» **O pedido**
Troque "set a dot" por "place a dot" em todas as linhas abaixo e reproduza-as sem nenhuma outra alteração, omitindo as imagens.

Linhas de anotação de posição:
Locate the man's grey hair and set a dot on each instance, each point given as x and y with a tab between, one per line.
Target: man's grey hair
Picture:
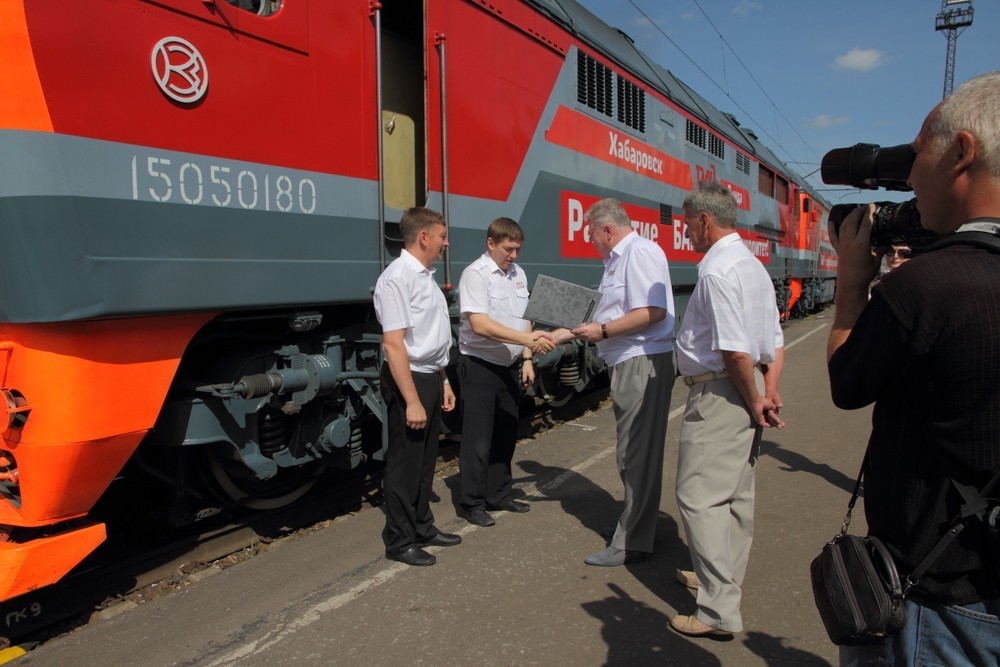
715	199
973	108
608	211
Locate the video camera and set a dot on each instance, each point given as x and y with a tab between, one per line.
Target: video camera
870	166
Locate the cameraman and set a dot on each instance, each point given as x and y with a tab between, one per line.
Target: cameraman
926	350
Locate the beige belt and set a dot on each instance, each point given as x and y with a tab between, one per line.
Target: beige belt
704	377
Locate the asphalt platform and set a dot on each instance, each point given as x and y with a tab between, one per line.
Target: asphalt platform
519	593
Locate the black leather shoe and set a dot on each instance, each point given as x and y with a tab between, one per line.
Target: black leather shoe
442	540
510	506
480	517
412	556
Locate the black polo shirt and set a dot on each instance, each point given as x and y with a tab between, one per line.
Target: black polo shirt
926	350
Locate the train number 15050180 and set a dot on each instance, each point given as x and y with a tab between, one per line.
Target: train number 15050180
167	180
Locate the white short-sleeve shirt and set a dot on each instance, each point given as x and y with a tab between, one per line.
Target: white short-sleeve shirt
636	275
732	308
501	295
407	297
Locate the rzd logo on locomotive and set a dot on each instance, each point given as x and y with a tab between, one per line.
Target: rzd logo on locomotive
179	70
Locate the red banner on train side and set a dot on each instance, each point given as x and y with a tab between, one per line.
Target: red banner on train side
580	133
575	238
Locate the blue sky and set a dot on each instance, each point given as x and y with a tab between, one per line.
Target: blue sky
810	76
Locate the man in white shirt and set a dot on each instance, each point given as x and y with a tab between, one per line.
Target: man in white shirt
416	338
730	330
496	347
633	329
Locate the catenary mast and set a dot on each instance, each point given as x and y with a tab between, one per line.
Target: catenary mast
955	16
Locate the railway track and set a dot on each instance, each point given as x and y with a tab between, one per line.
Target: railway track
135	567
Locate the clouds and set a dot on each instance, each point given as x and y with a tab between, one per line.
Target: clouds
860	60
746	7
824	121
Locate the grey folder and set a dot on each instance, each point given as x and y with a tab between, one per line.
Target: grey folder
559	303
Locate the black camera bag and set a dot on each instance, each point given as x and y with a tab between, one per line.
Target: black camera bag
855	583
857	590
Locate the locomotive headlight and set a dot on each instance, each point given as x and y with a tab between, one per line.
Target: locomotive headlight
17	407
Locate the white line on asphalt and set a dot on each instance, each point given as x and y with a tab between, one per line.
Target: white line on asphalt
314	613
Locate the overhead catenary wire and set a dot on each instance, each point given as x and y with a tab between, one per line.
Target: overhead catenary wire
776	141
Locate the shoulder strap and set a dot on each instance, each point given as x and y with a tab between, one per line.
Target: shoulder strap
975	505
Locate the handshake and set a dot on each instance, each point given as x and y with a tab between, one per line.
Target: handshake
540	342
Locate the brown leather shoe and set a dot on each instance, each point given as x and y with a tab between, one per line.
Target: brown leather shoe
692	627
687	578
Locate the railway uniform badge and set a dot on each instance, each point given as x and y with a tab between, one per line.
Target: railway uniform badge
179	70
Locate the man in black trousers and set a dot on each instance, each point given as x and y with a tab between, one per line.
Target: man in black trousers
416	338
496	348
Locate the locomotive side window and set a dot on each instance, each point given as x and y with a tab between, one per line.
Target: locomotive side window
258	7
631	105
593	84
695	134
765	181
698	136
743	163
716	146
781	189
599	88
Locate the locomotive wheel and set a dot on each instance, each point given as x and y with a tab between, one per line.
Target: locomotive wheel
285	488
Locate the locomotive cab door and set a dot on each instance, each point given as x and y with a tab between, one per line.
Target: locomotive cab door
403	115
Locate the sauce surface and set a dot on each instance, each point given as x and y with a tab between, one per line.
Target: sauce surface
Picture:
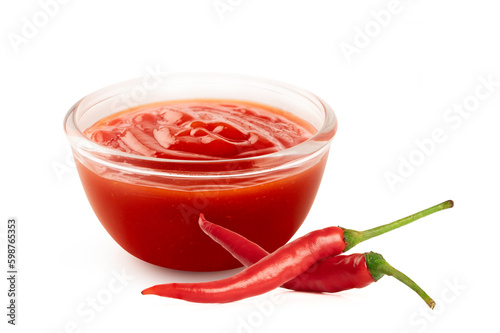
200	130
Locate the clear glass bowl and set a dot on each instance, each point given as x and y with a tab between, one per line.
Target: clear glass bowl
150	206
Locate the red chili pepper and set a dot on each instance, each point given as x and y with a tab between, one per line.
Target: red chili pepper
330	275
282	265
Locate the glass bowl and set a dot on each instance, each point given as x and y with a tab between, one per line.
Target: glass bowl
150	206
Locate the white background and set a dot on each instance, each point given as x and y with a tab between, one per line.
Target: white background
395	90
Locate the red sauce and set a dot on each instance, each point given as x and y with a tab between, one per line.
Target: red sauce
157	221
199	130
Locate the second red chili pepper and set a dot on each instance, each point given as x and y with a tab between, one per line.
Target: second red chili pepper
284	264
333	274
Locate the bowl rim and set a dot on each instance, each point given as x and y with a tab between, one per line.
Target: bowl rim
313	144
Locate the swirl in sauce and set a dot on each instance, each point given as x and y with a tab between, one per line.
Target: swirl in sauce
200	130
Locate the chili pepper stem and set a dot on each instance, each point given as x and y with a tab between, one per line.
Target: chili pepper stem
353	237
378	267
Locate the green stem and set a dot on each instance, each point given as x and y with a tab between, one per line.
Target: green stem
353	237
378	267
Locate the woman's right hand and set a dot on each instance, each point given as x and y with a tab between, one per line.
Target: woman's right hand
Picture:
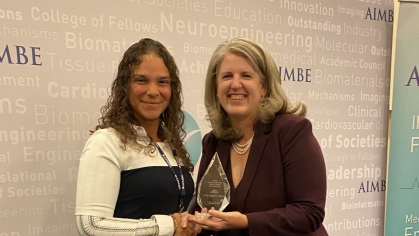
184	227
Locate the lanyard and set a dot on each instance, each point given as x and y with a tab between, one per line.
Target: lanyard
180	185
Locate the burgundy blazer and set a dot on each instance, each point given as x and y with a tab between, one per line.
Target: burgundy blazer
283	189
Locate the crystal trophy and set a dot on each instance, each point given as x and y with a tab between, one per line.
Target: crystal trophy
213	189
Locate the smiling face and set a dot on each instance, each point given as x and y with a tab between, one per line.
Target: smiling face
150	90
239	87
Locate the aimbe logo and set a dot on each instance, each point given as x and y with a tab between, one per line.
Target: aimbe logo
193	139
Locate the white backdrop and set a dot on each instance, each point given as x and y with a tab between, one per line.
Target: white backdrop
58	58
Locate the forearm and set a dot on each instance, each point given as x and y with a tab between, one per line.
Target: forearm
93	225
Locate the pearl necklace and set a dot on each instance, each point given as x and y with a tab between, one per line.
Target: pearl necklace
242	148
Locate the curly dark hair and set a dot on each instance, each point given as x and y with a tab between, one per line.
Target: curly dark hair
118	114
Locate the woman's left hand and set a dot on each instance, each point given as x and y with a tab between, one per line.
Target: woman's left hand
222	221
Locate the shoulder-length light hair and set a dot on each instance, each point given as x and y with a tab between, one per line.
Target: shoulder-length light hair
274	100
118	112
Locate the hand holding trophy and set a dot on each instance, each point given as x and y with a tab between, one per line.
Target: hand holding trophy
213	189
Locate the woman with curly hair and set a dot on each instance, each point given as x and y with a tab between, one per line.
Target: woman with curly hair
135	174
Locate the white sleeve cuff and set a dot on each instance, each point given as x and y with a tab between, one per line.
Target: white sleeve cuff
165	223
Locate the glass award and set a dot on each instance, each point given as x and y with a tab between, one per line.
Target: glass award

» **A resposta**
Locate the man's grey hair and place a dot on each instance, each point given as x and y with a tab between, one per line.
Target: man's grey hair
Picture:
715	199
973	108
608	211
Locate the video camera and place a dot on each instance, each point given as x and y with a tab between, one per line.
Target: video camera
870	166
Locate the cameraman and place a dot on each instance, each point given as x and y with a tab between, one per line.
Target: cameraman
926	350
Locate the beige belt and place a dot on each instance, each point given as x and y with a tab between, one per line.
Target: beige belt
704	377
Locate the asphalt platform and place a dot on each instance, each point given as x and y with a tab between, one per line.
Target: asphalt platform
519	593
Locate the black leather shoe and place a dot on each instance, each point given as x and y with a tab between, one per line.
Target: black leather shoe
442	540
510	506
480	517
412	556
Locate the black polo shirt and place a dot on each instance, each point given as x and y with a tab between, one per line.
Target: black polo shirt
926	350
Locate the train number 15050180 and place a dot on each instance, each point given as x and y with a tab between, one per line.
Target: train number 15050180
167	180
Locate the white short-sleeve shirt and place a dot on each instance, each point given as x and y with a tab between, one per line.
Target: white short-sleeve shirt
636	275
732	308
501	295
407	297
Locate the rzd logo on locomotive and place a dot on each instance, each point given as x and y with a tab between, one per line.
Target: rzd logo on locomotive
179	70
Locate the red banner on train side and place a dot on each instance, each point given as x and y with a tab between, one per line.
Target: red banner on train side
580	133
575	238
Locate the blue sky and place a dot on each instance, each point given as x and y with a tab between, one per line.
Target: blue sky
810	76
Locate the man in white shirt and place a dot on each instance, each point given as x and y with a tab between, one per line.
Target: man in white shirt
416	338
730	330
496	347
633	329
Locate the catenary mast and place a dot on each instance, each point given as x and y with a tab between, one per line.
Target: catenary mast
955	16
Locate the railway track and place a dot on each instance, each point given as x and y with a tab between, one per line.
Target: railway track
135	567
Locate the clouds and place a dot on each instance, each point given as x and y with a tab between, one per line.
Target: clouds
860	60
746	7
824	121
Locate the grey folder and place a dot on each instance, each point given as x and y with a tab between, one per line.
Target: grey folder
559	303
Locate the black camera bag and place a dot on each instance, each point given as x and y with a tab between, one per line.
Target: black camera bag
855	583
857	590
Locate the locomotive headlight and place a dot on each instance, each point given as x and y with a tab between, one per line.
Target: locomotive headlight
17	407
Locate the white line on asphalt and place a dot on each instance, each point given as x and y with a tab between, one per line.
Target: white line on asphalt
314	613
Locate the overhead catenary wire and place a dot on each instance, each point given as x and y with a tab between, one per line.
Target: overhead catenary wire
776	141
Locate the shoulder strap and place a dot on each instance, each point given as x and y with a tab between, one per line.
Target: shoulder strap
975	505
Locate the handshake and place a dot on each instance, each point given as x and y with a tab between, one per line.
Target: handshake
540	342
Locate the brown leather shoe and place a dot on each instance, each point given as x and y with a tab between, one per line.
Target: brown leather shoe
692	627
687	578
Locate the railway uniform badge and place a dot on each instance, each point given as x and y with a tab between, one per line.
Target: railway uniform badge
179	70
Locate the man in black trousers and place a dot on each instance, each point given as x and y with a tab between, one per line.
Target: man in black trousers
416	338
496	348
Locate the locomotive side window and place a dot on each instance, each point given as x and y with a tab between, one per line.
Target: locomotive side window
258	7
631	105
593	84
695	134
765	181
698	136
743	163
716	146
781	189
599	88
Locate the locomotive wheel and place a dot on each instance, each point given as x and y with a tab between, one per line.
Target: locomotive wheel
285	488
Locate the locomotive cab door and place a dot on each instance, each point given as x and y with a tab between, one per line.
Target: locomotive cab door
403	115
Locate the sauce surface and place a dot on each instance, each point given as x and y with a tab between, one per line.
Target: sauce surface
Picture:
200	130
Locate the clear glass bowl and place a dot on each instance, each point given as x and y with a tab between, one per line.
Target: clear glass bowl
150	206
Locate the red chili pepper and place a dot on each instance, each point given as x and y with a tab between, one per line.
Target: red chili pepper
330	275
282	265
Locate the glass bowl and place a dot on each instance, each point given as x and y with a tab between, one per line.
Target: glass bowl
150	206
Locate the white background and place a dot on each instance, each point given as x and y with a tab between, one per line.
Target: white background
395	90
Locate the red sauce and place a dot on each instance, each point given as x and y with a tab between, one per line.
Target: red sauce
157	221
199	130
Locate the second red chili pepper and place a dot on each instance, each point given as x and y with a tab between, one per line.
Target: second red chili pepper
284	264
333	274
Locate the bowl rim and place a dot on each instance, each point given as x and y with a tab between, one per line.
Target: bowl rim
313	144
Locate the swirl in sauce and place a dot on each instance, each point given as x and y with a tab between, one per line.
Target: swirl in sauce
200	130
Locate the chili pepper stem and place a dot on each instance, each point given as x and y with a tab between, one per line.
Target: chili pepper stem
353	237
378	267
Locate the green stem and place a dot on each instance, each point given as x and y with a tab between, one per line.
Target: green stem
353	237
378	267
Locate the woman's right hand and place a dot on each instance, each point given as x and y with a tab between, one per line.
Target: woman's right hand
Picture:
184	227
Locate the lanyard and place a dot on each instance, each point given as x and y with a tab between, one per line.
Target: lanyard
180	185
Locate the burgundy blazer and place a dot on each instance, each point given as x and y with a tab between, one per line.
Target: burgundy blazer
283	189
Locate the crystal trophy and place a dot on each instance, each point given as x and y with a tab between, one per line.
Target: crystal trophy
213	189
Locate the smiling face and place a dot on each instance, each point given as x and y with a tab between, one per line.
Target: smiling face
150	90
239	87
Locate the aimbe logo and place a dot on each instance, each point given as x and y with a tab between, one per line.
Target: aimbe logo
193	139
Locate the white backdrop and place a dot on each instance, each point given as x and y with a tab between, one per line.
Target: white backdrop
58	58
Locate the forearm and place a dot on each instance, each point given as x and y with a tab between, one per line.
Target: forearm
93	225
Locate the pearl necklace and place a dot on each instance, each point given as x and y with a tab between, one per line.
Target: pearl necklace
242	148
Locate the curly dark hair and place a dot on each instance, each point given as x and y with a tab between, one per line.
Target: curly dark hair
118	114
Locate the woman's left hand and place a dot on each instance, each point given as x and y with a tab between, one per line.
Target: woman's left hand
222	221
Locate the shoulder-length light hair and place a dot on each instance, each point given as x and y with a tab between, one per line.
Target: shoulder-length light hair
274	100
118	112
Locate the hand holding trophy and place a dot on each instance, each point given as x and y with a tab between, one per line.
Target: hand holding trophy
213	189
Locate the woman with curly hair and place a dot on each instance, each point given as x and y with a tab between, one per line.
Target: woman with curly hair
135	174
Locate the white sleeve cuff and place a dot on each instance, each point given as x and y with a tab between, one per line.
Target: white sleeve cuff
165	223
Locate the glass award and place a dot on each instance, each point given as x and y with a tab between, one per line.
Target: glass award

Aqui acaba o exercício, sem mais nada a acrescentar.